▸ WHAT YOU WILL DO
Images in the records should be skipped while the rest is transcribed verbatim.

**** THE DATA ****

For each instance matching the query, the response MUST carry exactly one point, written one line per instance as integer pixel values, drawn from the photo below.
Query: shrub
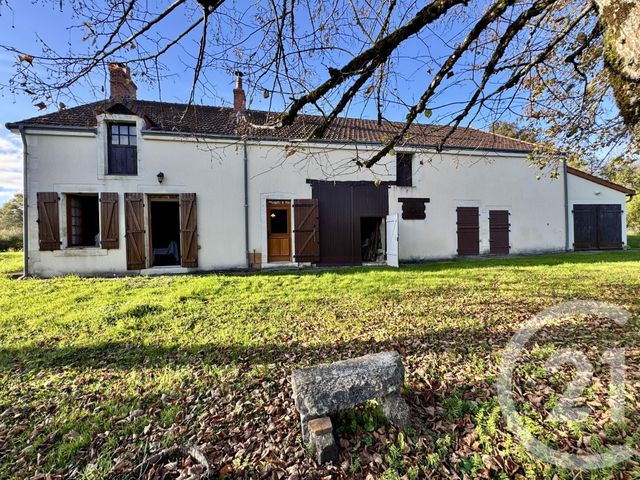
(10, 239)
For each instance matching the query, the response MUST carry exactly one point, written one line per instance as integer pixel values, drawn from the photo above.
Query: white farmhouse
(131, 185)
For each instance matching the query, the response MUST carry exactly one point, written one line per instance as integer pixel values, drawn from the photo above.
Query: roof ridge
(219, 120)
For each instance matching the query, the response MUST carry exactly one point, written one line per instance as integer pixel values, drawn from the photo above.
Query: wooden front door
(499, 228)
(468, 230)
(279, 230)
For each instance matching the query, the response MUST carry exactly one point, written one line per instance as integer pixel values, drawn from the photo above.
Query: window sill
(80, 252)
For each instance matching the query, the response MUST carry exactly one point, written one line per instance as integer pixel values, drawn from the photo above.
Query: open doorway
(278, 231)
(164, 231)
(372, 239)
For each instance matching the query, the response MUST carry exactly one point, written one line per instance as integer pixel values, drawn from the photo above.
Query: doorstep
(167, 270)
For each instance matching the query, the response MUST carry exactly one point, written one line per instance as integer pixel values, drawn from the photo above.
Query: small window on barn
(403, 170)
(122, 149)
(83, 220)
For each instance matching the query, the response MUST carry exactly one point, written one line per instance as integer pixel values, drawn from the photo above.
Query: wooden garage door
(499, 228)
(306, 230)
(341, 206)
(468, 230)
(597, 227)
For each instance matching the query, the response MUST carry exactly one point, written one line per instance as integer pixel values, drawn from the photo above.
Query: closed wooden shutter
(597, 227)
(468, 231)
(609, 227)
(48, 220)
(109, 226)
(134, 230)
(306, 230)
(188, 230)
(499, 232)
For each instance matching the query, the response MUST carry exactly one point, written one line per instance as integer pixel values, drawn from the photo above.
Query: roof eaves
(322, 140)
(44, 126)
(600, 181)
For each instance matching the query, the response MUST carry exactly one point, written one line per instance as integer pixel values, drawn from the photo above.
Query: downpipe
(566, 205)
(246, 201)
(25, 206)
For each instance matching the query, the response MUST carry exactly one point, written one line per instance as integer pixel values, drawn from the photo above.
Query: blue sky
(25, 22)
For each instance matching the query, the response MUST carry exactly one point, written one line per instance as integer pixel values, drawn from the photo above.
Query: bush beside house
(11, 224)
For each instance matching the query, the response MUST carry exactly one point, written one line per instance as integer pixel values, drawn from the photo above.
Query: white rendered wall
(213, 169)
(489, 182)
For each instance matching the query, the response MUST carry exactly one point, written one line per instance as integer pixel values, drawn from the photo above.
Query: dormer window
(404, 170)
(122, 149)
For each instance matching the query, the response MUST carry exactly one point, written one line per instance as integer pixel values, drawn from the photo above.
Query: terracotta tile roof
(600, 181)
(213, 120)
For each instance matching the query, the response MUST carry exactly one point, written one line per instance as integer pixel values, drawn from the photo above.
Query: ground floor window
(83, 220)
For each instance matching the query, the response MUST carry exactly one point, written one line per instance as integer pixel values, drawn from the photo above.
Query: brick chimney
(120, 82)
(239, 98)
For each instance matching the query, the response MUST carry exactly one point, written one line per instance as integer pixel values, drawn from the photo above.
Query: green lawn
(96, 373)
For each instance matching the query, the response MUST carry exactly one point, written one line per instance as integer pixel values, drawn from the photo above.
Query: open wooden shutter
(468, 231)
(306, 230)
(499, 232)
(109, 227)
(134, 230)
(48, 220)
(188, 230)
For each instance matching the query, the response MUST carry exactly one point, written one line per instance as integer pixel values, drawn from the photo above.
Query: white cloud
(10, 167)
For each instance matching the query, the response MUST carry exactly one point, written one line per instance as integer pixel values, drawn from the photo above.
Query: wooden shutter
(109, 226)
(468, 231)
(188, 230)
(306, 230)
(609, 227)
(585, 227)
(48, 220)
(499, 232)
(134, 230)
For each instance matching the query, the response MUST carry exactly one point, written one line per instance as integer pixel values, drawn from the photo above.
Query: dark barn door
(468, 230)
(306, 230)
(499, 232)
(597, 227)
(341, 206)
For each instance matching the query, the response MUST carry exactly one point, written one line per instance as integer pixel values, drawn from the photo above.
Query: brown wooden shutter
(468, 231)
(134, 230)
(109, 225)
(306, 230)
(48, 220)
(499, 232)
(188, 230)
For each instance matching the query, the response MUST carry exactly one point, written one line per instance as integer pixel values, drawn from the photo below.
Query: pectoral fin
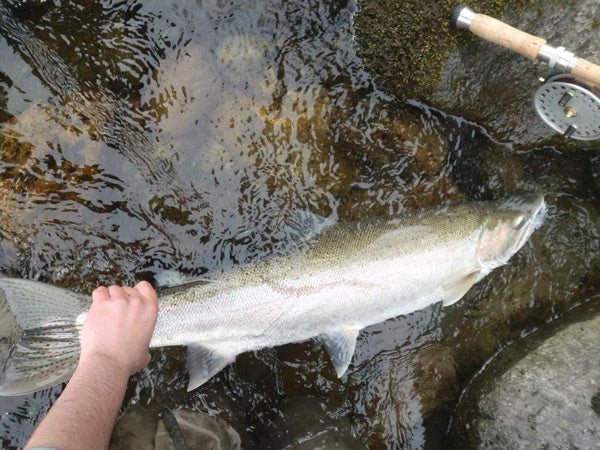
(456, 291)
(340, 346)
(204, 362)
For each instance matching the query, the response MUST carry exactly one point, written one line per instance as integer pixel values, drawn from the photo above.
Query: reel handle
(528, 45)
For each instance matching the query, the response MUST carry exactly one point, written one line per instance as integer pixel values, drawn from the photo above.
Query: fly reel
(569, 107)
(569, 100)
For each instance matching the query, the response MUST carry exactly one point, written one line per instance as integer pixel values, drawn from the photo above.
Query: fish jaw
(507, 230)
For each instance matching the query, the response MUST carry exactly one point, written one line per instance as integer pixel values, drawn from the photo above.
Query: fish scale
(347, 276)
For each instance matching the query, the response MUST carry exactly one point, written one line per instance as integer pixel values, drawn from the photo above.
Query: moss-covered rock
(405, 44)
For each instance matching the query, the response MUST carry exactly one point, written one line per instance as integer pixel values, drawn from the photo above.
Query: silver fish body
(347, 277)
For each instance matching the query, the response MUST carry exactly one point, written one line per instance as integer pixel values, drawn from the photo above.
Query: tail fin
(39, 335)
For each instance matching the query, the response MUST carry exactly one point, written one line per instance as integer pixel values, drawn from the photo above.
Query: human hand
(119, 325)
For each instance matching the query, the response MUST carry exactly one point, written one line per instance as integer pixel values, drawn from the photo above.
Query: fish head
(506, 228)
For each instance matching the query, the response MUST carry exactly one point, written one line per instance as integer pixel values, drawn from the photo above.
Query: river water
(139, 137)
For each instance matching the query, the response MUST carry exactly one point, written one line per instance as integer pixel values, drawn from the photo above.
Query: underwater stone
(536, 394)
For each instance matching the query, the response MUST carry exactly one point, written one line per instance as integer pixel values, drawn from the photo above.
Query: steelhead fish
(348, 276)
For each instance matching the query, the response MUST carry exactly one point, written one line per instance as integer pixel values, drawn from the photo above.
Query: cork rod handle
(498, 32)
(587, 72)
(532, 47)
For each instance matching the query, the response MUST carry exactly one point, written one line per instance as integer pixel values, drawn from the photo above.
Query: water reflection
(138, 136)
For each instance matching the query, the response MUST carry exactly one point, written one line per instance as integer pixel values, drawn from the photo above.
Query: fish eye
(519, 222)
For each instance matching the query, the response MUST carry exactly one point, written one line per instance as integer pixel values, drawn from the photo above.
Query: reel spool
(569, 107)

****

▸ SOLUTION TO THIS EXERCISE
For each instance matching the query, the response MUST carry exactly one point, written one line per instance as integer pixel values, drawn from the photo below.
Query: shrub
(10, 239)
For each instance matching the query, the response MUST carry exactly one point, written one line per instance as integer pixel values, drawn from the photo above.
Query: white farmhouse
(131, 185)
For each instance matching the query, the response MUST carry exactly one point, written one line per instance as integer pixel values, drawn from the photo above.
Query: roof ridge
(219, 120)
For each instance matching the query, the response MUST carry exactly one point, written one line per instance as integer pixel values, drawn from the photo above.
Query: wooden front door
(499, 228)
(468, 230)
(279, 230)
For each instance matching the query, the response MUST carry exactly one point, written one line per instance as integer pixel values, drawn from the photo above.
Query: window sill
(80, 252)
For each instance matching the query, the response MUST carry exactly one point, written one line per instance as integer pixel values, drawn from the photo above.
Query: open doorway
(278, 231)
(164, 231)
(372, 239)
For each instance matching the query, the response MUST carry exactly one point, written one line per instance as integer pixel values, drawn from the photo above.
Query: doorstep
(167, 270)
For each instance matching the query, the response MUST carry exactly one point, written one line per instance as integer pixel values, drawn from the photo above.
Query: small window on barn
(403, 170)
(122, 149)
(83, 220)
For each instance matching the query, the response MUST carry exactly one point, written one line per instance as integer pixel values, drawn from the photo above.
Query: wooden garage door
(499, 228)
(306, 230)
(341, 206)
(468, 230)
(597, 227)
For each instance matching the query, the response MUST carry exactly one point, written one line per instance as integer pixel values, drawn from the photo above.
Query: closed wooden shutter
(597, 227)
(468, 231)
(609, 227)
(48, 220)
(109, 226)
(134, 230)
(306, 230)
(188, 230)
(499, 232)
For each instance matching the query, the response MUST carry exactly one point, written one line per instance as integer pixel values, drawn from the photo above.
Query: roof eaves
(322, 140)
(44, 126)
(600, 181)
For each instance matching the query, the response MUST carry exactly one point, written one line per instance as integer pixel values, drawn from the photo above.
Query: downpipe
(566, 205)
(246, 201)
(25, 206)
For each instance matching the query, the response MUST carry exactly one point, written one line per instance as integer pixel values, drawn from the photo above.
Query: blue sky
(25, 22)
For each instance matching the query, the response MUST carry exactly one point, written one line per instance as integer pixel values, drawn from the photo above.
Query: bush beside house
(11, 224)
For each instance matching the query, the response MUST carry exactly one point, written one line per instance as integer pixel values, drawn from the photo above.
Query: white rendered wall
(213, 169)
(489, 182)
For each instance matching the query, the response MUST carry exactly one point, written one line per instance as integer pixel values, drawn from the photo above.
Query: dormer window
(404, 170)
(122, 149)
For each instance matching the query, the response MUST carry exactly one point, written one line per instance as integer pixel values, drawn from the photo above.
Query: terracotta tile roof
(600, 181)
(213, 120)
For each instance matching the query, the response MUST carry exactly one point, written one line per instance as integer pixel values, drawn from the photo above.
Query: ground floor window
(83, 220)
For each instance matching the query, the response MUST carry exactly one point, written one line per instance as integer pixel values, drawn from the photo above.
Query: brick chimney
(120, 82)
(239, 98)
For each instance matching the query, the response MUST carry exactly one point, written one line per instance as integer pixel values, drawn from the photo above.
Query: green lawn
(96, 373)
For each instance matching the query, the response MUST carry exactly one point, written one line per instance as integer pixel values, drawn from the photo above.
Query: open wooden shutter
(468, 231)
(306, 230)
(499, 232)
(109, 227)
(134, 230)
(48, 220)
(188, 230)
For each instance matching the query, the response MUST carry exactly one point, written one line per instance as integer pixel values, drawn from the photo above.
Query: white cloud
(10, 167)
For each instance matching the query, the response MUST carry exactly one point, written one line per instance as integer pixel values, drawn from the photo above.
Query: wooden shutter
(109, 226)
(468, 231)
(188, 230)
(306, 230)
(609, 227)
(585, 227)
(48, 220)
(499, 232)
(134, 230)
For each instance matching the query, the response MUST carry exactly one point, written one line per instance as integer pixel values, drawn from the photo above.
Query: dark barn door
(468, 230)
(306, 230)
(499, 232)
(597, 227)
(341, 206)
For each instance matching the query, the response MUST carry exactly one point, written one line per instance as integer pixel values, drawn from the photo above.
Query: brown wooden shutter
(468, 231)
(134, 230)
(109, 225)
(306, 230)
(48, 220)
(499, 232)
(188, 230)
For each instance matching the query, the response MUST carry exactly one point, written one line per instance as integer pixel values, drawn from the photo below.
Query: pectoral fin
(456, 291)
(340, 346)
(204, 362)
For each instance matching the query, the response MUST carry exactly one point, written one line per instance as integer pixel values, drawn from the photo above.
Query: reel handle
(528, 45)
For each instance matching the query, the response MUST carry exactly one point, written one line per instance as integer pixel values, drawn from the photo above.
Query: fly reel
(569, 107)
(569, 100)
For each instance matching the query, the response MUST carry exactly one point, written one line per instance as integer pixel values, drawn from the photo above.
Query: fish jaw
(507, 230)
For each instance matching the query, the response MUST carry exactly one point, written one line per instance as integer pixel values, drawn from the photo above.
Query: fish scale
(347, 276)
For each instance matching the query, the response MUST carry exactly one point, written one line per instance as integer pixel values, drawn from the photo above.
Query: moss-covered rock
(405, 44)
For each instance matching the query, the response MUST carry exactly one point, written one line per instance as integer pixel values, drawn from the photo above.
Query: silver fish body
(347, 277)
For each instance matching the query, the response MUST carry exactly one point, written one line per instance as integer pixel values, drawn from the photo above.
Query: tail fin
(39, 335)
For each instance matching the query, the response MUST carry exactly one point, written one line per instance as integer pixel values, drawn from the photo above.
Query: human hand
(119, 325)
For each instance matching the query, the response MUST carry exactly one point, written one line per instance as integer pixel values, drawn from the photo above.
Query: fish head
(506, 228)
For each instance matching the query, the response MUST carry exactly one point, written one line per instance as integer pixel values, drawn from the photo above.
Query: river water
(139, 137)
For each instance matching the query, the response MUST carry exactly one point, written one line per instance as integer pixel values, drawn from the photo above.
Query: underwater stone
(536, 394)
For each instance matching the query, the response MUST carry exactly one point, written one line per instance as integer pixel values, drawn from the photo above.
Query: steelhead fish
(348, 276)
For each instance matching the query, the response MUST carry exactly one point, written one line per instance as integer pixel values, drawn from the photo above.
Query: cork rod handle
(498, 32)
(587, 72)
(532, 47)
For each instance matching the query, the response MUST carry exactly one point, written one line per instance as integer pixel values, drawn from the photo above.
Query: water reflection
(138, 136)
For each instance matching the query, the response MUST carry exactly one point, written one line per instance as integer pixel values, drawn from the photo above.
Query: fish eye
(519, 222)
For each instance matching the query, the response MUST carry exactly one point, written one line per instance as integer pixel values, drawn from the photo above.
Query: reel spool
(569, 107)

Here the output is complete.